Отрывок текста →
++++

Выбрать главу

Горький характеризует Семенова как полуякута, полурусского. Явился он к нему из Якутии с женой-китаянкой из-под Шанхая. Семенов организовывал экспедицию для изучения кратчайшего пути от Якутска к берегам Охотского моря. На Капри приехал, знакомясь с Европой. «Он — один из самых бескорыстных людей, встреченных мной за всю мою жизнь, — пишет Горький. — К деньгам и вещам у него органическое презрение, он любит только книги, а больше их — работу… Когда Алексей Семенов был у меня на Капри, там жили два писателя — украинец Михаил Коцюбинский и поляк Стефан Жеромский…»

Облик Семенова ассоциировался в воображении Коцюбинского с Крашенинниковым, Дежневым, Щаповым и другими северянами — путешественниками-открывателями.

Отца роднила с ним жизнерадостность, оптимизм, незыблемая вера в лучшее.

— Какая сила жизни! — говорил Коцюбинский Горькому. — Мы привыкли к этому и не замечаем победы живого над мертвым, действенного над инертным, и мы как бы не знаем, что солнце творит цветы и плоды из мертвого камня, не видим, как всюду торжествует щи-вое, чтобы бодрить и радовать нас. Мы должны бы улыбаться миру дружески…

В марте 1912 года на Капри по инициативе Коцюбинского отметили шевченковскую годовщину. Сельваторе, сын садовника на вилле, вместе с друзьями разучил несколько украинских песен. В общем хоре с украинцами пели в тот вечер и итальянцы.

++++

Сохранённые записи данных:

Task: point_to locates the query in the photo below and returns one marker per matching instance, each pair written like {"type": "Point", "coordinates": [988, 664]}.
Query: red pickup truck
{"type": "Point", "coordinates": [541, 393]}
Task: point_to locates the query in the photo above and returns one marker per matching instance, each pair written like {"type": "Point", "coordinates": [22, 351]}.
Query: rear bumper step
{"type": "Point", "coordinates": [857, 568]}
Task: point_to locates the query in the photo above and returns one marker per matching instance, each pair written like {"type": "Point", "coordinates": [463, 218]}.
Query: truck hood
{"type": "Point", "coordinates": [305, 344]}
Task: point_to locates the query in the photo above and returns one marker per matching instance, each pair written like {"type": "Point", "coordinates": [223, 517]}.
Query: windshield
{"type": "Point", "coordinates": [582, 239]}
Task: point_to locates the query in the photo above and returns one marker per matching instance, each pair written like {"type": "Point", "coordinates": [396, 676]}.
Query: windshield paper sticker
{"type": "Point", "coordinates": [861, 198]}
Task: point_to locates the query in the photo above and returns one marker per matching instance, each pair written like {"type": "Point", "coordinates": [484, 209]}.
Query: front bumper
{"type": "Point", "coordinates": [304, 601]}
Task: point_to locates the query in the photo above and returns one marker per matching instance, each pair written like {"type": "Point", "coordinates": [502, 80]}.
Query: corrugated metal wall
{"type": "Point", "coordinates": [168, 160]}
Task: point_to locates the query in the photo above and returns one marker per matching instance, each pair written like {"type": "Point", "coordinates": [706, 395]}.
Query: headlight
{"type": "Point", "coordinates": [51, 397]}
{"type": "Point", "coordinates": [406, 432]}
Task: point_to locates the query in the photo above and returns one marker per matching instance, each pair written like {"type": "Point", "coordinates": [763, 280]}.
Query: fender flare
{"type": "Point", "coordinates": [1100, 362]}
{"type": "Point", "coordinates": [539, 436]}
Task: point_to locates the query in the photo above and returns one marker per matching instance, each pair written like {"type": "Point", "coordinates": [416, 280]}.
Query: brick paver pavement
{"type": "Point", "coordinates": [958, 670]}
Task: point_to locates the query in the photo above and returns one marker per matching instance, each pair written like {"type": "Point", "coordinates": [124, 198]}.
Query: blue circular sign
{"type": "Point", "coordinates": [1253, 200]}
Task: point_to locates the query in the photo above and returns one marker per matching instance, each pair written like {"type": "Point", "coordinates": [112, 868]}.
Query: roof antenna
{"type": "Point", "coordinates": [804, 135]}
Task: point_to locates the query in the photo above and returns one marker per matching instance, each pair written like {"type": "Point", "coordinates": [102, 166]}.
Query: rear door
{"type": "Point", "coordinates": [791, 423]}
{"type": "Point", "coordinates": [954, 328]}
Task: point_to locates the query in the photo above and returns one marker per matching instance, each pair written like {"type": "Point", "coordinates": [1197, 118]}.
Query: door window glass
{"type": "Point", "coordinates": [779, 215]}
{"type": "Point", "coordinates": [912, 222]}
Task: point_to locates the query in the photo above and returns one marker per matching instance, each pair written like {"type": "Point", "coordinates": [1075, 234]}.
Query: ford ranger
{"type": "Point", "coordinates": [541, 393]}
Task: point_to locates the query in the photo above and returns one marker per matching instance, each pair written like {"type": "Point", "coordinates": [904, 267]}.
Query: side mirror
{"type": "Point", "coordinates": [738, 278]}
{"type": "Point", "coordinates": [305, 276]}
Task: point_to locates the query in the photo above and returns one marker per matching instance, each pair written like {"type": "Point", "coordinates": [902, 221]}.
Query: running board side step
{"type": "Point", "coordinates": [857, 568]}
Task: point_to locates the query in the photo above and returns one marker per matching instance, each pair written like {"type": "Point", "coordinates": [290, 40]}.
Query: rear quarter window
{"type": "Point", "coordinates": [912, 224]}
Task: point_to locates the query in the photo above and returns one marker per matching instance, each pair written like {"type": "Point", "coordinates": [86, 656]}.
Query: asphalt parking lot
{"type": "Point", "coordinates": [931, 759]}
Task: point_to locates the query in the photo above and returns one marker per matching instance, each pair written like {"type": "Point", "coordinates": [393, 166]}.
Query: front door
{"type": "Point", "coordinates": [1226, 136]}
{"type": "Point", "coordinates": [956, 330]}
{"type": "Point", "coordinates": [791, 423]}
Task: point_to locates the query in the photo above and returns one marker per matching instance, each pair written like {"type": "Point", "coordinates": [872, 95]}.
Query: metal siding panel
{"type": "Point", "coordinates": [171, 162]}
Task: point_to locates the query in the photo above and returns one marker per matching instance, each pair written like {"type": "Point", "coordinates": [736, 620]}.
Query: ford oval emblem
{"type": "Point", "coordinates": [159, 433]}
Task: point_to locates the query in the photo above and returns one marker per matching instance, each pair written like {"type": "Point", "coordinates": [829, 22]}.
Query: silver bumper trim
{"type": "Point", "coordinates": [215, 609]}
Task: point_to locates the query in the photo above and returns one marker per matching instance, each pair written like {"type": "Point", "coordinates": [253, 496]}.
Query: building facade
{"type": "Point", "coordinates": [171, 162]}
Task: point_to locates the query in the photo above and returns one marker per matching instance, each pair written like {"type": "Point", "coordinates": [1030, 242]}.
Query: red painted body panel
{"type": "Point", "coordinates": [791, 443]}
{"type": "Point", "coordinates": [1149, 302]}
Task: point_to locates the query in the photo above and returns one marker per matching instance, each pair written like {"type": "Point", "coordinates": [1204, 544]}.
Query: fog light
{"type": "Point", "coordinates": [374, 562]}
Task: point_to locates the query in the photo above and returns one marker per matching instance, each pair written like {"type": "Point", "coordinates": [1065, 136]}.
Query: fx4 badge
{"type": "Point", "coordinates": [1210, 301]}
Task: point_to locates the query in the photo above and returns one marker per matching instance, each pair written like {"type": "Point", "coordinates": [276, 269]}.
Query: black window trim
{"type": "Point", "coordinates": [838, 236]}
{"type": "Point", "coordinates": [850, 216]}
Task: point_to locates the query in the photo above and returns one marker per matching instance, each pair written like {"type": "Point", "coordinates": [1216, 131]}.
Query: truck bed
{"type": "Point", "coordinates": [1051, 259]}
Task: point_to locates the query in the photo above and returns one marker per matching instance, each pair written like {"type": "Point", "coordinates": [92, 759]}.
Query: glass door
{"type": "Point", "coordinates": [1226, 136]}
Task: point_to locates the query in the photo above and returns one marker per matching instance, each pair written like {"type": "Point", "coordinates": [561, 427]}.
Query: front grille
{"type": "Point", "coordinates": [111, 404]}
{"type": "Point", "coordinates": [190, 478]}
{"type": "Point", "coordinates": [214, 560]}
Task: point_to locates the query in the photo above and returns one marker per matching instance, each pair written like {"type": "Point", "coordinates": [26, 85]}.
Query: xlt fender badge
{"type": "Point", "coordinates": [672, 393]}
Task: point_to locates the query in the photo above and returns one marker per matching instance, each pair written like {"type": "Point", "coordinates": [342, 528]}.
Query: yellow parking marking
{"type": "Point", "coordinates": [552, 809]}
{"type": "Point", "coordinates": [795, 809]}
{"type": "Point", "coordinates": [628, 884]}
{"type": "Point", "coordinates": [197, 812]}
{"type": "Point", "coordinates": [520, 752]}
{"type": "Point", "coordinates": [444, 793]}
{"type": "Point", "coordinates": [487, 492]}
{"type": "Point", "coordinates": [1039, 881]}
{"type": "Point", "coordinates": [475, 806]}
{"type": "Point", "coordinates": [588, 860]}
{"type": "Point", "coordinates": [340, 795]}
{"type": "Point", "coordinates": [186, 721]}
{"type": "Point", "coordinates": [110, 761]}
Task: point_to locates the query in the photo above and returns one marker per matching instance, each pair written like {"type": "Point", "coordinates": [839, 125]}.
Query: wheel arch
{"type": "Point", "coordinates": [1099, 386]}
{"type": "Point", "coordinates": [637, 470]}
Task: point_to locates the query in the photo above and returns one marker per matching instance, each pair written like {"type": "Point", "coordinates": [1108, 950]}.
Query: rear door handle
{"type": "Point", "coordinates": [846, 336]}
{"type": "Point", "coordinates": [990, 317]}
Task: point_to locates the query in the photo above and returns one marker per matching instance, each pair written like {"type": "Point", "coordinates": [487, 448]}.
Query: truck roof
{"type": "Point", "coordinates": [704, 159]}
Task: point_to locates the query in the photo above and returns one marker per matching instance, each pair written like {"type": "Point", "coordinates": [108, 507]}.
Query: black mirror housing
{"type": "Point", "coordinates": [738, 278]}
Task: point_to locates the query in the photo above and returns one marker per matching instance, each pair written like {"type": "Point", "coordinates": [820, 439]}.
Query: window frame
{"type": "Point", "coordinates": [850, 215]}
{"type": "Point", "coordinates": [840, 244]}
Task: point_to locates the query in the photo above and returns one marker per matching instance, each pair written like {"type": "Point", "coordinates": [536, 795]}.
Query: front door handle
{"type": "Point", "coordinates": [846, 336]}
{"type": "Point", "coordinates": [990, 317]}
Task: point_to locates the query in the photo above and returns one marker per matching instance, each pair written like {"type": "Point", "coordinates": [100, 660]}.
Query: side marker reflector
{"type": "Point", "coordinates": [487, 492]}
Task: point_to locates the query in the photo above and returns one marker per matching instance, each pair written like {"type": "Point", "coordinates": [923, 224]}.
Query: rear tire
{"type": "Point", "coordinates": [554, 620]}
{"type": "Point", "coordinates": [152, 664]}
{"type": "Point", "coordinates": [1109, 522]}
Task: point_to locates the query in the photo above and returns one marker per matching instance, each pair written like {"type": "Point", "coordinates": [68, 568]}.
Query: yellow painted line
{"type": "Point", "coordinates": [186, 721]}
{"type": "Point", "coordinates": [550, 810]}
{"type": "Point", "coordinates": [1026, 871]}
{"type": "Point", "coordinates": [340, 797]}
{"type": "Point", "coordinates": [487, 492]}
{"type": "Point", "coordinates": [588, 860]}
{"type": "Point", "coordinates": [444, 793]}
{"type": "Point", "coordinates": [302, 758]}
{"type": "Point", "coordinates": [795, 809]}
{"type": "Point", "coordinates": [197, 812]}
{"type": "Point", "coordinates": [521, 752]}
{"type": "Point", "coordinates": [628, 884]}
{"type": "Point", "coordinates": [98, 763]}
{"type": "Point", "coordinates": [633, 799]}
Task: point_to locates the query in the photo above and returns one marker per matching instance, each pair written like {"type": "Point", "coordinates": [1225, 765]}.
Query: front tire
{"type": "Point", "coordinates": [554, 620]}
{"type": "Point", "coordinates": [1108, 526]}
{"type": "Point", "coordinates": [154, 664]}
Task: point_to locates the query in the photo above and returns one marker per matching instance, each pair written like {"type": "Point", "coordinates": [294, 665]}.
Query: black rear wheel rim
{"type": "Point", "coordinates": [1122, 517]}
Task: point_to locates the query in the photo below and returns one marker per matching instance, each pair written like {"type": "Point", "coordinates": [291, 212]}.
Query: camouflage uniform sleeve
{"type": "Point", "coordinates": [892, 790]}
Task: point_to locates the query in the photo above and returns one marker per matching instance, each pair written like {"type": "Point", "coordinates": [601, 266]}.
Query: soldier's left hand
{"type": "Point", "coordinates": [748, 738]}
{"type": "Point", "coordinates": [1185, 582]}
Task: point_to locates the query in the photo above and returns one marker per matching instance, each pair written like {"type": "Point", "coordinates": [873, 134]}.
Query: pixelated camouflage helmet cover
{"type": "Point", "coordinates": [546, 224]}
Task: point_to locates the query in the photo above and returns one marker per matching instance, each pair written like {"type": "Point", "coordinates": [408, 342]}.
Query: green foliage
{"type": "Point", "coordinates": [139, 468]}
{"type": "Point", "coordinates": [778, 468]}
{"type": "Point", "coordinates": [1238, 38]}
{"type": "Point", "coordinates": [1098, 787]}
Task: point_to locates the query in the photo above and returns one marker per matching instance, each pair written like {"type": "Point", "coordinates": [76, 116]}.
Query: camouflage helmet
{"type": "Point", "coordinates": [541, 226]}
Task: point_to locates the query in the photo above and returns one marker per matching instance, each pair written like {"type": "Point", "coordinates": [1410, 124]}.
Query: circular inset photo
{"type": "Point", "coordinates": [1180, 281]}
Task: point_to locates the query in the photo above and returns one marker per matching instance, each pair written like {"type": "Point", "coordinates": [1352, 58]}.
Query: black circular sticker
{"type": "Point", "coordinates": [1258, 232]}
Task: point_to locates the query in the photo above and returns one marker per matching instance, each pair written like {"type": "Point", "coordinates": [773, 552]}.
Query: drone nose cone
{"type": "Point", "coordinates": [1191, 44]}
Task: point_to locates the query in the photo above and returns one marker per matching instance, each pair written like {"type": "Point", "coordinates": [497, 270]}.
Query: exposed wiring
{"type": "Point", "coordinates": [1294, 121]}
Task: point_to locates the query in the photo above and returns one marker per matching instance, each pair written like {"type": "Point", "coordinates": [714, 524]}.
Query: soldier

++++

Ваше задание →
Определите, согласуется ли с отрывком каждое из утверждений; на каждое ответьте «да» или «нет» и приведите решающие слова отрывка точной цитатой.
1. Семенов приехал к Горькому из Якутии вместе с женой-китаянкой.
2. Шевченковскую годовщину на Капри отметили по инициативе Горького.
3. Украинские песни разучил с друзьями Сельваторе, сын садовника на вилле.
Строки с данными здесь не понадобятся.

Решение задания →
1. Да: «Явился он к нему из Якутии с женой-китаянкой из-под Шанхая».
2. Нет: «В марте 1912 года на Капри по инициативе Коцюбинского отметили шевченковскую годовщину».
3. Да: «Сельваторе, сын садовника на вилле, вместе с друзьями разучил несколько украинских песен».